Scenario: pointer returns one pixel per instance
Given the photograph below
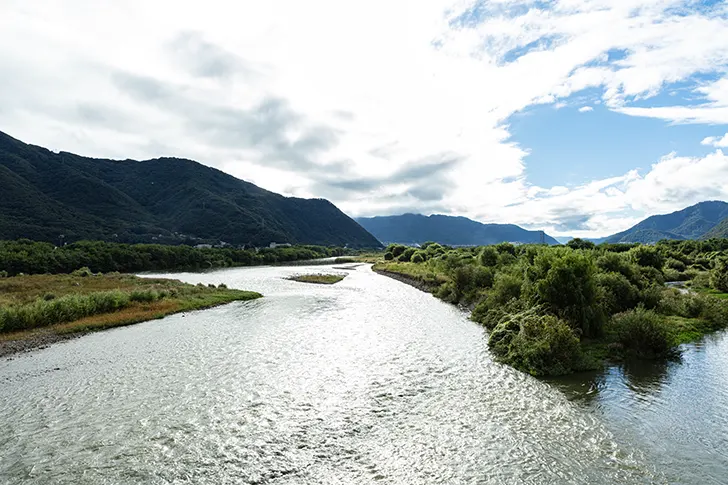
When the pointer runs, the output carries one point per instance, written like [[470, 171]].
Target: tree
[[578, 243], [719, 275]]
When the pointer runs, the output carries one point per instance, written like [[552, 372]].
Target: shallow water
[[365, 381]]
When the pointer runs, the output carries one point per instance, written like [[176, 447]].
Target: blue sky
[[579, 117]]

• • • • • • •

ABOUT THIS EXERCISE
All of the entries above must be reproduced exactly, and no image may be included.

WRITTEN RESPONSE
Scenario: pointer returns one pixel per instance
Given the photograph below
When the pointer runs, the output carries one point per instance, written like [[470, 171]].
Target: tree
[[578, 243], [719, 275]]
When the pointer runs, the output carries one point per instance, written like [[552, 372]].
Target: shallow water
[[365, 381]]
When the pointer runs, the output carries one point per instance, written like [[176, 447]].
Target: blue sky
[[579, 117]]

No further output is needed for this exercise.